┌─ Kutipan Teks
Oleh: Yudi Wildan Latief
Kepala Badan Konsultasi dan Bantuan Hukum (BKBH) Pimpinan Pusat Persatuan Islam
Perkembangan isu nasional per-hari ini yang begitu sangat pesat mengenai dinamika ketatanegaraan persoalan dengan implementasi aturan untuk melaksanakan Pilkada begitu banyak di respons oleh berbagai pihak.
Kita semua mengetahui bahwa sifat dari putusan Mahkamah Konstitusi itu adalah Final and Binding (Akhir dan Mengikat) artinya memiliki kekuatan imperatif agar semua pihak yang senang atau tidak senang haruslah tunduk dan patuh terhadap isi dan amar putusan tersebut.
Sikap DPR RI melalui Badan Legislatif yang secara cepat membahas Rancangan Undang Undang (RUU) Pilkada harus secara objektif kita pandang juga sebagai aktivitas legislasi yang dibenarkan dan di amanat kan oleh konstitusi.
└─
┌─ Cuplikan Data
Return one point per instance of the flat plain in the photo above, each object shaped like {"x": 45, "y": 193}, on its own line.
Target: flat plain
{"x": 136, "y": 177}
└─
*Yang Akan Dikerjakan*.
**1)** Sebutkan semua lembaga atau badan yang disebut dalam tulisan tentang Pilkada.
**2)** Teruskan tulisan tentang Pilkada mulai dari kalimat sesudah kalimat terakhirnya.
Daftar tersebut diambil dari sumber yang berbeda dengan tulisan tentang Pilkada.

*Jawaban Latihan*.
**1)** Badan Konsultasi dan Bantuan Hukum (BKBH), Pimpinan Pusat Persatuan Islam, Mahkamah Konstitusi, DPR RI, dan Badan Legislatif.

**2)**
Anomalinya terletak pada hadirnya dua putusan yang berbeda dari dua Lembaga Yudikatif yakni Mahkamah Agung dalam putusan nomor 23 P/HUM/2024 dan Mahkamah Konstitusi dalam putusan nomor 70/PUU-XXII/2024 dalam memutus persoalan penetapan usia calon Kepala Daerah apakah dihitung sejak pendaftaran atau dihitung ketika dilaksanakan pelantikan.
Secara khusus putusan Mahkamah Konstitusi nomor 60/PUU-XXII/2024 telah menurunkan ambang batas pencalonan untuk Partai Politik atau Gabungan Partai Politik dari 20% menjadi 6,5% – 10%.
Hal demikian sanggatlah kontradiktif dengan putusan-putusan Mahkamah Konstitusi yang memutus persoalan Presidensial Treshold di mana Mahkamah dalam pertimbangan hukumnya menegaskan posisi bukan sebagai Positif Legislator melainkan sebagai Negatif Legislator.
Indonesia sejak lama telah menetapkan prinsip pembagian kekuasaan ke dalam tiga lembaga kekuasaan yakni Lembaga Eksekutif, Lembaga Legislatif, dan Lembaga Yudikatif.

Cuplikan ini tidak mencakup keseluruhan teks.